Data to process:

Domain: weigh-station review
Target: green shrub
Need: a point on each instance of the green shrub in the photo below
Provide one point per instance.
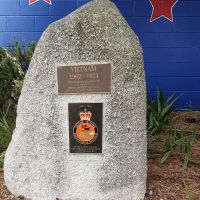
(179, 143)
(13, 66)
(158, 112)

Exercise prompt:
Go through the data line by line and work out how many lines contain "green". Give only that number.

Answer to this problem:
2